◆ Text provided ◆

For the complete documentation index, see llms.txt. Markdown versions of all pages are available by appending .md to any URL (e.g. /max/get-started.md).

Mojo struct

MLAPrefillSparse

struct MLAPrefillSparse[KVLUTType: MHAOperand, output_dtype: DType, config: MLASparseConfig[config.qkv_dtype, config.b_topk_, config.num_mbars_, config.q_smem_depth_, config.q_tmem_depth_]]

Implemented traits

AnyType, Copyable, ImplicitlyCopyable, ImplicitlyDeletable, Movable, RegisterPassable, TrivialRegisterPassable

`comptime` members

`accum_dtype`

comptime accum_dtype = DType.float32

`B_TOPK_PER_CTA`

comptime B_TOPK_PER_CTA = (config.B_TOPK // 2)

`FP8_K_SWIZZLE`

comptime FP8_K_SWIZZLE = TensorMapSwizzle.SWIZZLE_NONE

`FP8_V_SWIZZLE`

comptime FP8_V_SWIZZLE = TensorMapSwizzle.SWIZZLE_NONE

`FULL_Q_TYPE`

comptime FULL_Q_TYPE = MLAPrefillSparse[KVLUTType, output_dtype, config].SMemType.FULL_Q_TYPE

`k_desc_shape`

comptime k_desc_shape = Index[Int, Int](1, MLAPrefillSparse[KVLUTType, output_dtype, config].k_gather_box)

◆ Parts of the exercise ◆
(A) According to the MLAPrefillSparse documentation page, what value is accum_dtype set to?
(B) From the MLAPrefillSparse documentation page, repeat everything from "comptime FP8_V_SWIZZLE = TensorMapSwizzle.SWIZZLE_NONE" down to "MLAPrefillSparse[KVLUTType, output_dtype, config].k_gather_box)", word for word.
(C) Go on with the MLAPrefillSparse documentation page from where it stops.

◆ Records supplied ◆
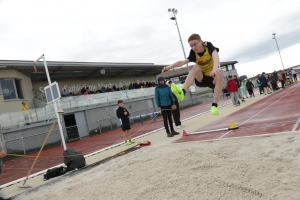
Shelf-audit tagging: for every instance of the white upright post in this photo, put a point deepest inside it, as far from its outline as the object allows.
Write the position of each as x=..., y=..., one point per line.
x=54, y=103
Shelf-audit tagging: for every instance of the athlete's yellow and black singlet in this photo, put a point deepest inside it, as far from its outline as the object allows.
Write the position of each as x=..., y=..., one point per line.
x=204, y=59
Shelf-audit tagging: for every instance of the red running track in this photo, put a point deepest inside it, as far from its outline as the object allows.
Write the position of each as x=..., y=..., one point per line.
x=278, y=112
x=19, y=167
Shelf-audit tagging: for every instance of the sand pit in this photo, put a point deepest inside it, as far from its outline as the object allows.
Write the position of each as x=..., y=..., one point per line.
x=245, y=168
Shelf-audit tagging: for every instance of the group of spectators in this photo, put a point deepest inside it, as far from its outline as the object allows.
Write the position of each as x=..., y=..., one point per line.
x=86, y=90
x=267, y=84
x=236, y=89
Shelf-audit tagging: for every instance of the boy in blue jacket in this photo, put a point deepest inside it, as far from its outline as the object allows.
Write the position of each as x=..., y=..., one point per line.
x=165, y=103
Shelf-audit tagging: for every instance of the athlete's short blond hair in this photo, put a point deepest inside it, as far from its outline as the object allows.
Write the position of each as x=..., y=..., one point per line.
x=194, y=37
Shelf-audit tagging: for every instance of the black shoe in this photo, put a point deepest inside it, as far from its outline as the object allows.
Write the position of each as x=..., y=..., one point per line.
x=170, y=135
x=175, y=133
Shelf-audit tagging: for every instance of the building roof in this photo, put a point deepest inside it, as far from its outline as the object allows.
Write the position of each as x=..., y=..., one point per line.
x=81, y=70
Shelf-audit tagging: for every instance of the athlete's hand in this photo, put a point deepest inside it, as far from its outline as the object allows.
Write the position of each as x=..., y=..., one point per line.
x=216, y=72
x=167, y=68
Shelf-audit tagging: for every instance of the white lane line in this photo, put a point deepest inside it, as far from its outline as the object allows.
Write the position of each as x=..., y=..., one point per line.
x=259, y=112
x=296, y=125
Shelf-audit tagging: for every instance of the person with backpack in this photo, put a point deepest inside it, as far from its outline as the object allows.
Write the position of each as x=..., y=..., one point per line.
x=243, y=89
x=123, y=114
x=233, y=90
x=259, y=84
x=250, y=87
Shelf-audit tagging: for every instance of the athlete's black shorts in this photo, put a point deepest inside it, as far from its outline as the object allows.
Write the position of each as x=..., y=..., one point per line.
x=126, y=126
x=207, y=81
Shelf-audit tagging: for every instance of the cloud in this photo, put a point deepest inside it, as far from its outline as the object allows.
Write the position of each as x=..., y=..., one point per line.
x=287, y=34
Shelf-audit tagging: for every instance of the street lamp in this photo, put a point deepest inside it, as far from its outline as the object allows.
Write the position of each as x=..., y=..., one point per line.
x=274, y=37
x=172, y=14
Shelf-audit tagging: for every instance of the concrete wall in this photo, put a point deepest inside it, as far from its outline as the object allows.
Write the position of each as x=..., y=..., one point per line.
x=15, y=105
x=94, y=84
x=17, y=140
x=30, y=138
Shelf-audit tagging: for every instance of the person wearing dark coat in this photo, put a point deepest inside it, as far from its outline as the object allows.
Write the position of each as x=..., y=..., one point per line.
x=165, y=103
x=250, y=86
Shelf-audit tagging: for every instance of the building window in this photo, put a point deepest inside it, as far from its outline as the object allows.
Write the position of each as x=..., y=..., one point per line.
x=11, y=89
x=223, y=68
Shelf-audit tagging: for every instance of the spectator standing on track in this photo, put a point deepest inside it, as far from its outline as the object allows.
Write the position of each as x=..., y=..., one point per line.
x=259, y=84
x=123, y=114
x=238, y=82
x=280, y=79
x=265, y=84
x=175, y=112
x=233, y=90
x=294, y=74
x=250, y=87
x=243, y=89
x=165, y=103
x=226, y=93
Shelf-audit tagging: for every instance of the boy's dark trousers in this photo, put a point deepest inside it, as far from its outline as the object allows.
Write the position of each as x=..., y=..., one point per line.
x=282, y=83
x=261, y=89
x=166, y=112
x=250, y=91
x=176, y=114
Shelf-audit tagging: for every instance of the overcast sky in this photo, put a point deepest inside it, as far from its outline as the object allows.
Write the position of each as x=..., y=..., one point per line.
x=141, y=31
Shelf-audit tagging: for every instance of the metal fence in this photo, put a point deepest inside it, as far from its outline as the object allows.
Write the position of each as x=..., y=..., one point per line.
x=28, y=144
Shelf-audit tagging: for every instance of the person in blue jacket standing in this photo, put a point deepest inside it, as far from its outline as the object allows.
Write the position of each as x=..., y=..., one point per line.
x=165, y=103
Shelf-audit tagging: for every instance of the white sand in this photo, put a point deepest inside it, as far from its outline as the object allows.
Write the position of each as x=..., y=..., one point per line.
x=245, y=168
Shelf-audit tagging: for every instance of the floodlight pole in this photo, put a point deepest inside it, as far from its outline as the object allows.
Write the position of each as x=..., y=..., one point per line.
x=54, y=103
x=274, y=37
x=173, y=13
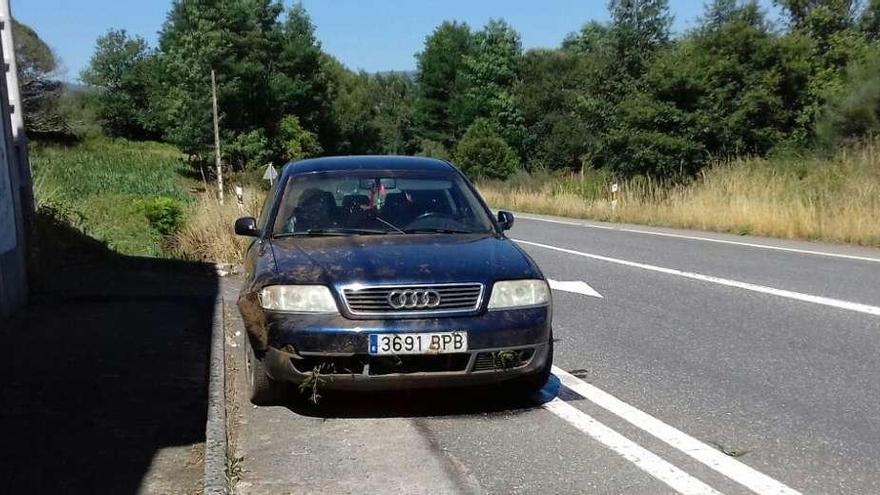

◆ Responses in order ◆
(A) DType.float32

(B)
comptime FP8_V_SWIZZLE = TensorMapSwizzle.SWIZZLE_NONE

`FULL_Q_TYPE`

comptime FULL_Q_TYPE = MLAPrefillSparse[KVLUTType, output_dtype, config].SMemType.FULL_Q_TYPE

`k_desc_shape`

comptime k_desc_shape = Index[Int, Int](1, MLAPrefillSparse[KVLUTType, output_dtype, config].k_gather_box)

(C)
`k_gather_box`

comptime k_gather_box = _gather4_box_width[MLAPrefillSparse[KVLUTType, output_dtype, config].qkv_dtype, MLAPrefillSparse[KVLUTType, output_dtype, config].k_tile_width, MLAPrefillSparse[KVLUTType, output_dtype, config].k_swizzle_mode]()

`k_swizzle_mode`

comptime k_swizzle_mode = config.k_swizzle_mode

`k_tile_height`

comptime k_tile_height = MLAPrefillSparse[KVLUTType, output_dtype, config].B_TOPK_PER_CTA

`k_tile_shape`

comptime k_tile_shape = Index[Int, Int](MLAPrefillSparse[KVLUTType, output_dtype, config].k_tile_height, MLAPrefillSparse[KVLUTType, output_dtype, config].k_gather_box)

`k_tile_width`

comptime k_tile_width = config.qk_depth

`k_tma_desc_shape_fp8`

comptime k_tma_desc_shape_fp8 = Index[Int, Int](1, MLAPrefillSparse[KVLUTType, output_dtype, config].k_tma_gather_box_fp8)

`k_tma_dtype_fp8`

comptime k_tma_dtype_fp8 = DType.int64

`k_tma_gather_box_fp8`

comptime k_tma_gather_box_fp8 = _gather4_box_width[DType.int64, MLAPrefillSparse[KVLUTType, output_dtype, config].k_tma_tile_width_fp8, MLAPrefillSparse[KVLUTType, output_dtype, config].k_tma_swizzle_fp8]()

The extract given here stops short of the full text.